_Directives_
[1] In the pension plan excerpt, after how many years of service did benefits generally vest?
[2] Update the part of the pension plan excerpt that opens with the words "The following describes" and closes with "Summary Compensation Table.", putting "Retirement Benefits Table" in place of "Pension Benefits Table".

Citi has not granted extra years of credited service under any
retirement plan to any of the named executive officers, and none
of the named executive officers are eligible to participate in
supplemental executive retirement plans or have any other
special retirement benefit.
The following describes the Citigroup Pension Plan listed in the
Pension Benefits Table, which is the only pension plan under
which the named executive officers have accrued benefits.
Effective for 2008, the Citigroup 401(k) Plan provides a
matching contribution of 6 percent of eligible pay to
eligible employees, up to
irc annual limits,
and matching contributions to that plan are disclosed in the All
Other Compensation Column of the Summary Compensation Table.
The Citigroup Pension Plan. The purpose of
this broad-based, tax-qualified retirement plan is to provide
retirement income on a tax-deferred basis to all
U.S. employees. Effective December 31, 2006, the
Citigroup Pension Plan was closed to new members, and effective
December 31, 2007, future cash balance plan accruals
ceased. Mr. Pandit and Mr. Crittenden are not eligible
for a benefit under this plan because they joined Citi in 2007.
All other named executive officers were eligible for benefit
accruals under this plan and continue to earn interest credits,
like other participants.
Prior to January 1, 2008, the plan generally provided for a
single cash balance benefit formula for most of the covered
population, including the applicable named executive officers.
This benefit is expressed in the form of a hypothetical account
balance. Benefit credits accrued annually at a rate between
1.5 percent and 6 percent of eligible compensation;
the rate increased with age and service. Interest credits are
applied annually to the prior years balance; these credits
are based on the yield on
30-year
Treasury bonds (as published by the Internal
Revenue Service). Employees became eligible to participate in
the Citigroup Pension Plan after one year of service, and
benefits generally vested after three years of service.

_Information shown_
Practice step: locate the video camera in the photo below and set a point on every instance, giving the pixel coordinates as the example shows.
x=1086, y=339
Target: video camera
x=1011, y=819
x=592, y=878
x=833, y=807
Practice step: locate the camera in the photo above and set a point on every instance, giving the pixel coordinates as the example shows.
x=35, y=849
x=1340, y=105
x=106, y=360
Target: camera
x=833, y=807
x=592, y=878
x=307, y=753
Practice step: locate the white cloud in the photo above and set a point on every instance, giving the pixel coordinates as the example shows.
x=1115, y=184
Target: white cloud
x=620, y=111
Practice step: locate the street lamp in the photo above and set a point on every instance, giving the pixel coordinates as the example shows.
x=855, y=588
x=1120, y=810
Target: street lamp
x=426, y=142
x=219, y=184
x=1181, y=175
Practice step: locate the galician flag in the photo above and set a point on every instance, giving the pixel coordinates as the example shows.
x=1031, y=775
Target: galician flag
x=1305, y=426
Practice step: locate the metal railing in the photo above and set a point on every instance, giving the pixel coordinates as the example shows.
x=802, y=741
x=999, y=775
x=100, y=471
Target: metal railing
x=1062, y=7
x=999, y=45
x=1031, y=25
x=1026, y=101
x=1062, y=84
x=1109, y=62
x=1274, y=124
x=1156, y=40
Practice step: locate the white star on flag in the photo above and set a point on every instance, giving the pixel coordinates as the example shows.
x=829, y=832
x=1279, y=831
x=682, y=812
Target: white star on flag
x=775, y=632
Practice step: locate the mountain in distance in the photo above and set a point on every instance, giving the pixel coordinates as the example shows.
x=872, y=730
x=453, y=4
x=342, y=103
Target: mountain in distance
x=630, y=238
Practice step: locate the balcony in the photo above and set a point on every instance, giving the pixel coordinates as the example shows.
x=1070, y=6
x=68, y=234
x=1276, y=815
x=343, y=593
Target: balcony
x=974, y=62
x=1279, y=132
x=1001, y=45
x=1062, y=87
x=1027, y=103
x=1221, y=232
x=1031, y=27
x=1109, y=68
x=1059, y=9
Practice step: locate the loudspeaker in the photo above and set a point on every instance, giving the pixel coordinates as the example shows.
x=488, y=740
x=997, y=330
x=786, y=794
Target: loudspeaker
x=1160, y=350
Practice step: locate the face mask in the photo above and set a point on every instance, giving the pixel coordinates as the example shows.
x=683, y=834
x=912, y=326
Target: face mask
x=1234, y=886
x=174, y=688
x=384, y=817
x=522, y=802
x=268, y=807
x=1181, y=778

_Responses in order_
[1] After three years of service.

[2]
The following describes the Citigroup Pension Plan listed in the
Retirement Benefits Table, which is the only pension plan under
which the named executive officers have accrued benefits.
Effective for 2008, the Citigroup 401(k) Plan provides a
matching contribution of 6 percent of eligible pay to
eligible employees, up to
irc annual limits,
and matching contributions to that plan are disclosed in the All
Other Compensation Column of the Summary Compensation Table.